> [Try it] Word for word, retype the entire listing.

> [Data]
☆ ☆ ☆

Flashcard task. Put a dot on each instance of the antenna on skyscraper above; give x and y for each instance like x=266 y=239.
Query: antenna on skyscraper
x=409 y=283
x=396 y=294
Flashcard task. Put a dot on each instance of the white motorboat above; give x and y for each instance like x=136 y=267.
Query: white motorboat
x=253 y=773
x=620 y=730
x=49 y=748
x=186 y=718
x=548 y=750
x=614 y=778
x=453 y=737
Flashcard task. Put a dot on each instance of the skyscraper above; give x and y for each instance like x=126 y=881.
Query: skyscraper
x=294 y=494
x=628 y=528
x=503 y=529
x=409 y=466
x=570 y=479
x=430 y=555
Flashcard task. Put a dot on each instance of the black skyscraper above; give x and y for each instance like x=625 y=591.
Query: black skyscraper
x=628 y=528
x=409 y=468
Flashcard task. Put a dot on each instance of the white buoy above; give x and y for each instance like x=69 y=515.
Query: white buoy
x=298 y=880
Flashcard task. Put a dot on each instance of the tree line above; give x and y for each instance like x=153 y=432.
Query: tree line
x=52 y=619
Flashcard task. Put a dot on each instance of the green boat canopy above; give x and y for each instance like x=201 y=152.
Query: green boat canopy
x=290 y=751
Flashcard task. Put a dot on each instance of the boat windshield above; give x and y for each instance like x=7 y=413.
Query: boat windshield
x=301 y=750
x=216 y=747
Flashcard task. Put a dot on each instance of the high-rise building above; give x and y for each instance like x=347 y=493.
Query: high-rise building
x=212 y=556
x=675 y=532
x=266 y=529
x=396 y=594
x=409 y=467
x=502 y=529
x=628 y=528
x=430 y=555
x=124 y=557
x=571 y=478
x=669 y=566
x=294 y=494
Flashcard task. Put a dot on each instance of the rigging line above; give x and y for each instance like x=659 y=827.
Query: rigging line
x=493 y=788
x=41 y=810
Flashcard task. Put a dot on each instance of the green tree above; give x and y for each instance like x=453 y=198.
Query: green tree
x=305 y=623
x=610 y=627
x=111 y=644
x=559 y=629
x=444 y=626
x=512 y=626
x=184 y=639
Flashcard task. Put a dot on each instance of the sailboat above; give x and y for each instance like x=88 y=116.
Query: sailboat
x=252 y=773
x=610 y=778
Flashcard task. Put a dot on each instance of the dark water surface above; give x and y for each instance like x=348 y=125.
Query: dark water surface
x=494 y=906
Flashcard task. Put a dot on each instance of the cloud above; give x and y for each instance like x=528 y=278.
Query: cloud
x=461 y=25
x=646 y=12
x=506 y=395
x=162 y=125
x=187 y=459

☆ ☆ ☆

> [Task answer]
Flashcard task. Put a dot on each instance of the antenna on skyscraper above; give x and y for each instance like x=266 y=239.
Query: antenna on skyscraper
x=409 y=283
x=396 y=294
Flashcard task. Put a dot on each instance of the white motorboat above; give x and y for each instance like x=136 y=267.
Query: white motorboat
x=253 y=773
x=620 y=730
x=49 y=748
x=186 y=718
x=548 y=750
x=614 y=778
x=453 y=737
Flashcard task. Put a dot on each instance of the skyscraper above; give x and y for each instance like x=126 y=881.
Query: skyscraper
x=294 y=494
x=628 y=528
x=503 y=529
x=409 y=466
x=570 y=479
x=430 y=555
Flashcard task. Put a dot on each instance of the black skyscraper above; give x and y for each instance like x=625 y=591.
Query: black skyscraper
x=628 y=528
x=409 y=468
Flashcard task. Put a dot on each instance of the white buoy above; give x and y for each instance like x=69 y=515.
Query: white buoy
x=298 y=880
Flashcard task. Put a dot on each instance of the tree line above; give x and y for each instance like x=153 y=432.
Query: tree line
x=52 y=619
Flashcard task. Put a dot on each instance of the green boat canopy above; give x and y for each instance like x=201 y=152.
Query: green boat canopy
x=290 y=751
Flashcard task. Put a dot on each instance of the boat windshield above; give x and y for each instance like x=7 y=413.
Query: boat windshield
x=301 y=750
x=216 y=747
Flashcard task. Put a dot on each instance of the high-rise building above; give x and y for each instance like x=347 y=493.
Query: high-rise building
x=212 y=556
x=675 y=532
x=266 y=529
x=396 y=594
x=409 y=467
x=502 y=529
x=628 y=528
x=430 y=555
x=124 y=557
x=571 y=478
x=669 y=566
x=294 y=494
Flashcard task. Put a dot on each instance of the rigging line above; give x and y for each instance like x=659 y=827.
Query: rigging line
x=493 y=788
x=41 y=810
Flashcard task. Put a dot on each instance of the green tree above; give x and y for each instance like x=453 y=198.
Query: green tree
x=305 y=623
x=610 y=627
x=111 y=644
x=559 y=629
x=444 y=626
x=512 y=626
x=184 y=639
Flashcard task. Put a dot on each instance of the sailboat above; give x and y for each instance like x=88 y=116.
Query: sailboat
x=252 y=773
x=610 y=778
Flashcard task. Put a dot on each instance of the dark water surface above; give x and y for each instance like x=348 y=125.
Query: dark water surface
x=494 y=906
Flashcard task. Put a dot on each instance of the cloud above; give x and y for each instance like x=528 y=278.
Query: cloud
x=461 y=25
x=646 y=12
x=506 y=395
x=162 y=125
x=187 y=459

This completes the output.